Your objective
Convert the lines of every entry below into a JSON list of strings, with one string per line and blank lines omitted.
# Start of Exercise data
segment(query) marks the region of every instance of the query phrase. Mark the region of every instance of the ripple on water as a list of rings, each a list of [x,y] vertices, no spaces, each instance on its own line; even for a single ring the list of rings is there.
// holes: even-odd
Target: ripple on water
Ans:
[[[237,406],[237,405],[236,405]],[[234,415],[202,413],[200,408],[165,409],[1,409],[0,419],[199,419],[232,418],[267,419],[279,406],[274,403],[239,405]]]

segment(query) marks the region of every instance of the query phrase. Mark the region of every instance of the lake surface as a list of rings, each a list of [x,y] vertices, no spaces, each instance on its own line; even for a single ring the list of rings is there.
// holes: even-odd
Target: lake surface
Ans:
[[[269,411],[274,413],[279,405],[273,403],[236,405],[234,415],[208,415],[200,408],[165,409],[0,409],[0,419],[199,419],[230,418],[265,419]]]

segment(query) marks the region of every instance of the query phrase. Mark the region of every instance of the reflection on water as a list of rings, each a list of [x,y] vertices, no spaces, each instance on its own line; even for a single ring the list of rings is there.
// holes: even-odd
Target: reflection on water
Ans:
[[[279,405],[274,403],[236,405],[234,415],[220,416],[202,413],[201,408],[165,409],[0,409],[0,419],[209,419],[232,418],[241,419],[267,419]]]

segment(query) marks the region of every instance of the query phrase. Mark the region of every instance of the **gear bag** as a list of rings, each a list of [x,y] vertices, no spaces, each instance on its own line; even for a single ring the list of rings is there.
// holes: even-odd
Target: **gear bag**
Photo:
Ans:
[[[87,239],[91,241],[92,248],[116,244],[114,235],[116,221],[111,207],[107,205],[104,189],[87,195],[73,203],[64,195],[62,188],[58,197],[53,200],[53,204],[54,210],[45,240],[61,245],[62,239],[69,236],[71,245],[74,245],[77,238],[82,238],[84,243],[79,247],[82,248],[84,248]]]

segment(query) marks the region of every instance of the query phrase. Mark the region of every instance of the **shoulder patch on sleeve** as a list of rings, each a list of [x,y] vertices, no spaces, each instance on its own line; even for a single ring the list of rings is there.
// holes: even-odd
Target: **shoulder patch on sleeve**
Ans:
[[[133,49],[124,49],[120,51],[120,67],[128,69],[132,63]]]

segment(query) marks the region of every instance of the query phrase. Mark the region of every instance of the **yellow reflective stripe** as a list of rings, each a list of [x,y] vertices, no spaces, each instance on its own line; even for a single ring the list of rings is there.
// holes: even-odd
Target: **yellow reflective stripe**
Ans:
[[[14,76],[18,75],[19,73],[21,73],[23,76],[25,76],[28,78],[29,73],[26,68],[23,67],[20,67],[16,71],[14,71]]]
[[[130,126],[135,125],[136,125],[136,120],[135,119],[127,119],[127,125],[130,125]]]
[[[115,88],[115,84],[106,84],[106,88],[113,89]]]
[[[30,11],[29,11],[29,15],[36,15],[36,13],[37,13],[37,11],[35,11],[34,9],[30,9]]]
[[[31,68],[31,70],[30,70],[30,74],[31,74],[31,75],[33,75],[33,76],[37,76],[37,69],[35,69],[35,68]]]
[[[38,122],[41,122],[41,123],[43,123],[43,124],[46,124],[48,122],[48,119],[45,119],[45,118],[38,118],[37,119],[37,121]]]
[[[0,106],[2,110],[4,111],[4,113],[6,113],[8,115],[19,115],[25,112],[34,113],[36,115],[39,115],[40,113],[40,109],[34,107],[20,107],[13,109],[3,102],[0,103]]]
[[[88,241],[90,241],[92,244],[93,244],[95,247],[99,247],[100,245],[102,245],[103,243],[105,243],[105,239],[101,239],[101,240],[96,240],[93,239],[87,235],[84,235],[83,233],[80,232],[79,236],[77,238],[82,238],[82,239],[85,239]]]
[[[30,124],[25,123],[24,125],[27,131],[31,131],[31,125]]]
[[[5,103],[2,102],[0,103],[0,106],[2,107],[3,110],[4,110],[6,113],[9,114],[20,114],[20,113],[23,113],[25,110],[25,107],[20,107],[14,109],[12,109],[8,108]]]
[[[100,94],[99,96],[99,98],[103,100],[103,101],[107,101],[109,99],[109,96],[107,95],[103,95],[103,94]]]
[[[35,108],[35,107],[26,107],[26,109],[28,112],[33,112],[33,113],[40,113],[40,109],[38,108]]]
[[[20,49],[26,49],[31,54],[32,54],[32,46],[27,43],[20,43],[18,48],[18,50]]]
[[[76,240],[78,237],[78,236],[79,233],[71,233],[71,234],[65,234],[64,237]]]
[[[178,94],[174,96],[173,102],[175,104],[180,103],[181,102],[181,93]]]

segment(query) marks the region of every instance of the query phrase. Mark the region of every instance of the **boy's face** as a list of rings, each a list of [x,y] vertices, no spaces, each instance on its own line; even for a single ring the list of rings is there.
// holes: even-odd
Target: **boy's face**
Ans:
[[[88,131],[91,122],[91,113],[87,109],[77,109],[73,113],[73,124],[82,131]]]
# End of Exercise data
Final answer
[
  "segment(query) marks the region of every instance of the query phrase. Mark the region of every instance of the ripple on water as a list of rings, each a list of [x,y] vertices, no spaces, each instance on its own line; even for a single ring the list of rings is there.",
  "// holes: even-odd",
  "Target: ripple on water",
  "Ans:",
  "[[[237,406],[237,405],[236,405]],[[234,415],[202,413],[200,408],[165,409],[1,409],[0,419],[199,419],[232,418],[267,419],[279,406],[274,403],[239,405]]]",
  "segment(query) marks the region of every instance of the query phrase. Mark the region of every instance of the lake surface as a list of rings, each a list of [x,y] vertices, no spaces, each instance on its own line; even for a single ring the list of rings is there.",
  "// holes: even-odd",
  "Target: lake surface",
  "Ans:",
  "[[[269,411],[274,413],[279,405],[273,403],[236,405],[234,415],[208,415],[200,408],[165,409],[0,409],[0,419],[199,419],[230,418],[265,419]]]",
  "segment(query) marks the region of every instance of the query phrase. Mark the region of every instance of the reflection on water as a list of rings, each a list of [x,y] vertices, no spaces, each instance on its own line; even for a single ring the list of rings is there.",
  "// holes: even-odd",
  "Target: reflection on water",
  "Ans:",
  "[[[279,405],[274,403],[236,405],[234,415],[220,416],[202,413],[201,408],[165,409],[0,409],[0,419],[209,419],[232,418],[241,419],[267,419]]]",
  "segment(query) marks the region of every instance of the query phrase. Mark the region of every instance of the **gear bag** as a list of rings, each a list of [x,y] vertices, no spaces, each instance on its own line; even for a single ring the list of rings is there.",
  "// holes: even-odd",
  "Target: **gear bag**",
  "Photo:",
  "Ans:",
  "[[[87,239],[91,241],[92,248],[116,244],[114,235],[116,221],[111,207],[107,205],[104,189],[87,195],[73,203],[64,195],[62,188],[58,197],[53,200],[53,204],[54,210],[45,240],[61,245],[62,239],[69,236],[71,245],[74,245],[77,238],[82,238],[84,243],[79,247],[82,248],[84,248]]]",
  "segment(query) marks the region of every instance of the query phrase. Mark the region of every instance of the **shoulder patch on sleeve** as a list of rings, each a list of [x,y] vertices, no spaces, each instance on its own line; even for a single ring the list of rings is there.",
  "// holes: even-odd",
  "Target: **shoulder patch on sleeve**",
  "Ans:",
  "[[[133,49],[124,49],[120,51],[120,67],[128,69],[132,63]]]",
  "segment(query) marks the region of every instance of the query phrase. Mark the region of every instance of the **yellow reflective stripe** as a list of rings, each a list of [x,y] vertices, no spaces, each instance on its own line; even for a single ring the list of rings is there.",
  "// holes: even-odd",
  "Target: **yellow reflective stripe**",
  "Ans:",
  "[[[14,76],[18,75],[19,73],[21,73],[23,76],[25,76],[28,78],[29,73],[26,68],[23,67],[20,67],[16,71],[14,71]]]",
  "[[[130,126],[135,125],[136,125],[136,120],[135,119],[127,119],[127,125],[130,125]]]",
  "[[[115,88],[115,84],[106,84],[106,88],[113,89]]]",
  "[[[30,11],[29,11],[29,15],[36,15],[36,13],[37,13],[37,11],[35,11],[34,9],[30,9]]]",
  "[[[31,68],[31,70],[30,70],[30,74],[31,74],[31,75],[33,75],[33,76],[37,76],[37,69],[35,69],[35,68]]]",
  "[[[38,122],[41,122],[41,123],[43,123],[43,124],[46,124],[48,122],[48,119],[45,119],[45,118],[38,118],[37,119],[37,121]]]",
  "[[[0,106],[2,110],[4,111],[4,113],[6,113],[8,115],[19,115],[25,112],[34,113],[36,115],[39,115],[40,113],[40,109],[34,107],[20,107],[13,109],[3,102],[0,103]]]",
  "[[[88,241],[90,241],[92,244],[93,244],[95,247],[99,247],[100,245],[102,245],[103,243],[105,243],[105,239],[101,239],[101,240],[96,240],[93,239],[87,235],[84,235],[83,233],[80,232],[79,236],[77,238],[82,238],[82,239],[85,239]]]",
  "[[[30,124],[25,123],[24,125],[27,131],[31,131],[31,125]]]",
  "[[[5,103],[2,102],[0,103],[0,106],[2,107],[3,110],[4,110],[6,113],[9,114],[20,114],[20,113],[23,113],[25,110],[25,107],[20,107],[14,109],[12,109],[8,108]]]",
  "[[[100,94],[99,96],[99,98],[103,100],[103,101],[107,101],[109,99],[109,96],[107,95],[103,95],[103,94]]]",
  "[[[35,108],[35,107],[26,107],[26,109],[28,112],[33,112],[33,113],[40,113],[40,109],[38,108]]]",
  "[[[20,49],[26,49],[31,54],[32,54],[32,46],[27,43],[20,43],[18,48],[18,50]]]",
  "[[[76,240],[78,237],[78,236],[79,233],[71,233],[71,234],[65,234],[64,237]]]",
  "[[[178,94],[174,96],[173,102],[175,104],[180,103],[181,102],[181,93]]]",
  "segment(query) marks the region of every instance of the query phrase. Mark the region of every instance of the **boy's face** as a list of rings, each a list of [x,y] vertices, no spaces, each instance on its own line; even for a single ring the list of rings is there.",
  "// holes: even-odd",
  "Target: **boy's face**",
  "Ans:",
  "[[[88,131],[91,122],[91,113],[87,109],[77,109],[73,113],[73,124],[82,131]]]"
]